- _What you are asked to do_:
Swap each "rough mask" in the lines below for "coarse mask" and write the lines out again with nothing else altered.
== Provided records
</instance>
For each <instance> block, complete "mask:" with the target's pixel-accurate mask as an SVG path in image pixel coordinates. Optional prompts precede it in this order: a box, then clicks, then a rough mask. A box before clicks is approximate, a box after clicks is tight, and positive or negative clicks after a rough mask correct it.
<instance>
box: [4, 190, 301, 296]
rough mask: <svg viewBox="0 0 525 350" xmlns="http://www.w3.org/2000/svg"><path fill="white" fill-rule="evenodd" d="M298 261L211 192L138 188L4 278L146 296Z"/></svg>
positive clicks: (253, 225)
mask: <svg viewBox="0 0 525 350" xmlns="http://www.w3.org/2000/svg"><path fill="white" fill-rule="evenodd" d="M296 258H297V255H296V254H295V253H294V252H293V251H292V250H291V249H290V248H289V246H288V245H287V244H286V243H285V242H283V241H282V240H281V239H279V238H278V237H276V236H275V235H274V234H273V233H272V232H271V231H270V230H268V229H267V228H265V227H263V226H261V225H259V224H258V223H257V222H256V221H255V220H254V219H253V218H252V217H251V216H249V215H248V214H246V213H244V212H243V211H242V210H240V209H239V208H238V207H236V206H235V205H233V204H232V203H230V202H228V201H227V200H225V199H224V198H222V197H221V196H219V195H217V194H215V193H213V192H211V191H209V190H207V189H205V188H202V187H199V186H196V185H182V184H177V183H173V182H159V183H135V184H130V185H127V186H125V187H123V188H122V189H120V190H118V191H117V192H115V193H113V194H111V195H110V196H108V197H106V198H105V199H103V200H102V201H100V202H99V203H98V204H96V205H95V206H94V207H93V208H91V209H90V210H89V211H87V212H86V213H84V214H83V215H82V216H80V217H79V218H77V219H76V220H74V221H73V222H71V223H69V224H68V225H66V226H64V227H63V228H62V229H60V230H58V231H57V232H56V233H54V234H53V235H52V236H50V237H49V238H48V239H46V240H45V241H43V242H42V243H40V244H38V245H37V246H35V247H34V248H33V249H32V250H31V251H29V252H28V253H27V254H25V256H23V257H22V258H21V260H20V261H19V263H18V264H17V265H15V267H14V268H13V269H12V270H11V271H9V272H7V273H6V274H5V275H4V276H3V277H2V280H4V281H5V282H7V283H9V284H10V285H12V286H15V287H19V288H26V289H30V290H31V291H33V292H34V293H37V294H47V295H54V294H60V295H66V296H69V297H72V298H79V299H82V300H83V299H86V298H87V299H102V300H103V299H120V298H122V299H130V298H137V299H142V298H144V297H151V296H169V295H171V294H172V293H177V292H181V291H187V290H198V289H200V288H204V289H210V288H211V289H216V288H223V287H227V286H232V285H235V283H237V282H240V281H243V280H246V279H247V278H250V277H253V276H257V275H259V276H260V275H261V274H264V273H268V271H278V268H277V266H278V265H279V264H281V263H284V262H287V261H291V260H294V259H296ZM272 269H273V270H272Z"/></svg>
====
- _Result of this task_:
</instance>
For each <instance> block, complete "mask:" with the target's pixel-accurate mask as an SVG path in image pixel coordinates. Optional prompts precede it in this order: a box, then clicks, then a coarse mask. A box before clicks is approximate, a box after clicks is tight, and positive or negative clicks after a coarse mask correct it.
<instance>
box: [4, 190, 301, 296]
coarse mask: <svg viewBox="0 0 525 350" xmlns="http://www.w3.org/2000/svg"><path fill="white" fill-rule="evenodd" d="M298 261L211 192L138 188L4 278L146 296Z"/></svg>
positive clicks: (253, 225)
mask: <svg viewBox="0 0 525 350" xmlns="http://www.w3.org/2000/svg"><path fill="white" fill-rule="evenodd" d="M296 258H297V255H296V254H295V253H294V252H293V251H292V250H291V249H290V248H289V246H288V245H287V244H286V243H285V242H283V241H282V240H281V239H279V238H278V237H276V236H275V235H274V234H273V233H272V232H271V231H270V230H268V229H267V228H265V227H263V226H261V225H259V224H258V223H257V222H256V221H255V220H254V219H253V218H252V217H251V216H249V215H248V214H246V213H244V212H243V211H242V210H240V209H239V208H238V207H236V206H235V205H233V204H232V203H230V202H228V201H227V200H225V199H224V198H222V197H221V196H219V195H217V194H215V193H213V192H211V191H209V190H207V189H205V188H202V187H199V186H196V185H182V184H177V183H173V182H159V183H135V184H130V185H127V186H125V187H123V188H122V189H120V190H118V191H117V192H115V193H113V194H111V195H110V196H108V197H106V198H105V199H103V200H102V201H100V202H99V203H98V204H96V205H95V206H94V207H93V208H91V209H90V210H89V211H87V212H86V213H84V214H83V215H82V216H80V217H79V218H77V219H76V220H74V221H73V222H71V223H69V224H68V225H66V226H64V227H63V228H62V229H60V230H58V231H57V232H56V233H54V234H53V235H52V236H50V237H49V238H48V239H46V240H45V241H43V242H42V243H40V244H38V245H37V246H35V247H34V248H33V249H32V250H31V251H29V252H28V253H27V254H25V256H23V257H22V258H21V260H20V261H19V263H18V264H17V265H15V267H14V268H13V269H12V270H11V271H9V272H7V273H6V274H5V275H4V276H3V277H2V280H4V281H5V282H7V283H9V284H10V285H12V286H15V287H19V288H26V289H30V290H31V291H33V292H34V293H37V294H47V295H54V294H60V295H66V296H69V297H72V298H79V299H82V300H83V299H86V298H87V299H102V300H103V299H120V298H122V299H130V298H137V299H142V298H144V297H151V296H169V295H171V294H172V293H177V292H181V291H187V290H198V289H200V288H204V289H210V288H211V289H216V288H223V287H227V286H232V285H235V283H237V282H240V281H243V280H246V279H247V278H250V277H253V276H257V275H259V276H260V275H261V274H264V273H268V271H278V268H277V266H278V265H279V264H281V263H284V262H287V261H291V260H294V259H296ZM272 269H273V270H272Z"/></svg>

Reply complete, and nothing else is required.